* _Problem_: Reproduce every line of the records below without any change, leaving the pictures out of your answer.

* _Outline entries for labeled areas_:
#####
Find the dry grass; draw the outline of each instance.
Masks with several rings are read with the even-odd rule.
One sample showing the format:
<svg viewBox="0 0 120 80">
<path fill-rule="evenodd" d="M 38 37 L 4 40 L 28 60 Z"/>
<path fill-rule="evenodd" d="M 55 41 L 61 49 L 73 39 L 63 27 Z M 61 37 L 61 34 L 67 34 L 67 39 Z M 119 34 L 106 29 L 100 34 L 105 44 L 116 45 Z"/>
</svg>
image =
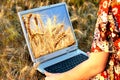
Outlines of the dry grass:
<svg viewBox="0 0 120 80">
<path fill-rule="evenodd" d="M 89 51 L 93 39 L 97 6 L 84 0 L 1 0 L 0 1 L 0 80 L 42 80 L 33 67 L 17 12 L 66 1 L 79 48 Z M 79 2 L 80 1 L 80 2 Z"/>
<path fill-rule="evenodd" d="M 23 15 L 23 21 L 35 58 L 75 43 L 71 27 L 68 26 L 65 30 L 65 23 L 55 23 L 56 17 L 53 17 L 53 20 L 48 18 L 45 25 L 40 14 Z"/>
</svg>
#####
* _Result for this task_:
Find the dry grass; draw the outline of each instance.
Masks with several rings are read with the even-odd rule.
One sample showing the format:
<svg viewBox="0 0 120 80">
<path fill-rule="evenodd" d="M 38 37 L 4 40 L 28 60 Z"/>
<path fill-rule="evenodd" d="M 55 41 L 61 49 L 73 39 L 63 27 Z M 61 37 L 61 34 L 67 34 L 67 39 Z M 119 34 L 106 29 L 100 34 L 105 44 L 116 45 Z"/>
</svg>
image =
Outlines of the dry grass:
<svg viewBox="0 0 120 80">
<path fill-rule="evenodd" d="M 89 51 L 93 39 L 97 6 L 84 0 L 1 0 L 0 1 L 0 80 L 42 80 L 33 67 L 17 12 L 66 1 L 79 48 Z M 79 2 L 80 1 L 80 2 Z"/>
<path fill-rule="evenodd" d="M 23 15 L 23 21 L 35 58 L 75 43 L 71 27 L 68 26 L 65 30 L 65 23 L 55 23 L 56 17 L 53 17 L 53 20 L 48 18 L 45 25 L 40 14 Z"/>
</svg>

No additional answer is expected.